Copy out nothing but the line containing "Tag the white" and the lines that follow it to the end of the entries, exactly as they stand.

======== The data ========

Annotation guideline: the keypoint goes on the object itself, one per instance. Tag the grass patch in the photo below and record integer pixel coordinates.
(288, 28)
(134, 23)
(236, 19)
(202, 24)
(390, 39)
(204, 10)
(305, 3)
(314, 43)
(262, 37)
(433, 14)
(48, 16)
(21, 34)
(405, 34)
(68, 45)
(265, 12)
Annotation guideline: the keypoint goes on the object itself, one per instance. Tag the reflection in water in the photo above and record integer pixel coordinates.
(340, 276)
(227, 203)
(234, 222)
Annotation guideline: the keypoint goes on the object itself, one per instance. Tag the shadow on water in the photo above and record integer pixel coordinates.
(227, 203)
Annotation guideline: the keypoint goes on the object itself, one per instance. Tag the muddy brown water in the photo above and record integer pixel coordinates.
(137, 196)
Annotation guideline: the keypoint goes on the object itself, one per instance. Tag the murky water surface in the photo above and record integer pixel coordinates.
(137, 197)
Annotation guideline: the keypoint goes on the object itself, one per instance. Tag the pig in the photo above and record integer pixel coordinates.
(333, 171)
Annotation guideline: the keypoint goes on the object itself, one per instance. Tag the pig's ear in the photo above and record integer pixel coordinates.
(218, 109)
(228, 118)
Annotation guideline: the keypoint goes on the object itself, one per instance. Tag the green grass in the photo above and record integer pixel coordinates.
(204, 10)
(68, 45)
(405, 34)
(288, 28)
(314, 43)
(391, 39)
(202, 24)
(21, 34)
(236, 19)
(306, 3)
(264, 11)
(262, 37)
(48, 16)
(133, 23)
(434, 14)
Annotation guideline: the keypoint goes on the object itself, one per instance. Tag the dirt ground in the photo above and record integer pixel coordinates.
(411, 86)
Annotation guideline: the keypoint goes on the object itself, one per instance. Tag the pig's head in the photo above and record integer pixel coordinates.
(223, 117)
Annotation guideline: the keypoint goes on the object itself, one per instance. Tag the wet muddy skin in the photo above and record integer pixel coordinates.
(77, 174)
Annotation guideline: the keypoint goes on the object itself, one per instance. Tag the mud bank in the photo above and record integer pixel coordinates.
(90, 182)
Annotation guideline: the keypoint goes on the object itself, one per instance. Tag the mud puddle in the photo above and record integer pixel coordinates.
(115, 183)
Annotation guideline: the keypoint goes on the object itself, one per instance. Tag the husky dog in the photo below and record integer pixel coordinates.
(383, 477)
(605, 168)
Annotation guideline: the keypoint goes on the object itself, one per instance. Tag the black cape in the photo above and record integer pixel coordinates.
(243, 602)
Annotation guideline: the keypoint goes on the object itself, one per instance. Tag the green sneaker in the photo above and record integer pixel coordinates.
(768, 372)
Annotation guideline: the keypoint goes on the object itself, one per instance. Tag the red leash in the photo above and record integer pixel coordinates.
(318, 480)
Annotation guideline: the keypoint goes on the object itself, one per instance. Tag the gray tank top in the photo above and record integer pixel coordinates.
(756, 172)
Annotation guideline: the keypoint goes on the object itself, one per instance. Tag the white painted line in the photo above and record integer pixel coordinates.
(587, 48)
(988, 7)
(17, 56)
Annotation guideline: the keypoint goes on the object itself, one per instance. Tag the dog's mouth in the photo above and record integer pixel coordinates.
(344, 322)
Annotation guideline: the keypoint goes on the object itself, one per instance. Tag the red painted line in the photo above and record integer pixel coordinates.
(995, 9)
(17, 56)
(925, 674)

========

Task response:
Annotation guideline: the keypoint goes on the object itself, one per instance. Tag the white painted line in the photo above and record integer pixel coordinates.
(587, 48)
(988, 7)
(17, 56)
Annotation guideline: the keypoint goes on the object itself, one per instance. Tag the dog's mouth in the photo above and record integer pixel coordinates.
(344, 322)
Annotation guideline: the keypoint goes on the object itself, one per instance. Tag the red painted line in the photo above and record integer pixel coordinates.
(995, 9)
(17, 56)
(925, 674)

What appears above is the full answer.